(Stored records)
===
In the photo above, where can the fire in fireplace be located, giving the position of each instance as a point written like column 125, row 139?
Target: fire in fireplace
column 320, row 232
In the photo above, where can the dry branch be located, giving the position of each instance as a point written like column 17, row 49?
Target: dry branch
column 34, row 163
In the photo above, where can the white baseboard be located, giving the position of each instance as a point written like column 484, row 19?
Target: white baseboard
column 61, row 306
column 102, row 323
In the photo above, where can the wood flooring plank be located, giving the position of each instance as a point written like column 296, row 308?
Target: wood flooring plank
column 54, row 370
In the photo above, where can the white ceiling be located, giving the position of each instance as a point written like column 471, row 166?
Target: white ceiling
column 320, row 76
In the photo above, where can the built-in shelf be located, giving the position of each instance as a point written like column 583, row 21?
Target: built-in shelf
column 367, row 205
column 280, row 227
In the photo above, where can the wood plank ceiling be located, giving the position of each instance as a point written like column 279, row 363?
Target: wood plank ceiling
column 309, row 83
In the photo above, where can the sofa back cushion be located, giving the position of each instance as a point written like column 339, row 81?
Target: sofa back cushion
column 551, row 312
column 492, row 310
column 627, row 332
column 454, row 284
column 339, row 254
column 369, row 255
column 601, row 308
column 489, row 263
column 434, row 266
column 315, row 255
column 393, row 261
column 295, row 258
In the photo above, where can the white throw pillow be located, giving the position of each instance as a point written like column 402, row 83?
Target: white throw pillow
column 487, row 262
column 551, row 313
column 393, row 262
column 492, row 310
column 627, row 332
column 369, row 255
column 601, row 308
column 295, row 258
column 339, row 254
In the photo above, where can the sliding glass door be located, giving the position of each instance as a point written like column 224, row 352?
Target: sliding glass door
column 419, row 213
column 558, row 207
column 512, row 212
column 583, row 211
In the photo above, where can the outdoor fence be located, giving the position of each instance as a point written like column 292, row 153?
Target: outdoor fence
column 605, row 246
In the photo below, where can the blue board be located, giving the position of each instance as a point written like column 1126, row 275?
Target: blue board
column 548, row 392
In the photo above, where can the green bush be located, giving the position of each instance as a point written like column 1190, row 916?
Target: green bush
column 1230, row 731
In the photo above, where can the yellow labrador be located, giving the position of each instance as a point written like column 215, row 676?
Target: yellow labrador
===
How to complete this task: The response must consist of the lines above, from the first one through the line containing "In the photo above, where can the sofa", reproduced exactly.

Task output:
In the photo above, where can the fire in fireplace be located, giving the position of each instance as a point written like column 125, row 139?
Target: fire in fireplace
column 320, row 232
In the photo above, where can the dry branch be located, giving the position of each instance as a point written like column 17, row 49?
Target: dry branch
column 34, row 163
In the photo above, where can the white baseboard be located, giving the position of each instance as a point written like column 484, row 19?
Target: white baseboard
column 61, row 306
column 102, row 323
In the photo above, where can the wood flooring plank be located, giving the position of each instance as a point written like column 296, row 308?
Target: wood flooring plank
column 54, row 370
In the photo above, where can the white ceiling be located, giving the position of each instance as a point written like column 471, row 166?
Target: white ceiling
column 320, row 76
In the photo above, where can the built-in shelf be located, giving the position of each instance as a point written like column 583, row 21?
Target: built-in shelf
column 367, row 205
column 280, row 227
In the photo above, where can the wood plank ceiling be located, giving the position of each instance as a point written like column 279, row 363?
Target: wood plank ceiling
column 309, row 83
In the photo above, where can the sofa back cushion be located, giving the position of each instance as a point written like column 339, row 81?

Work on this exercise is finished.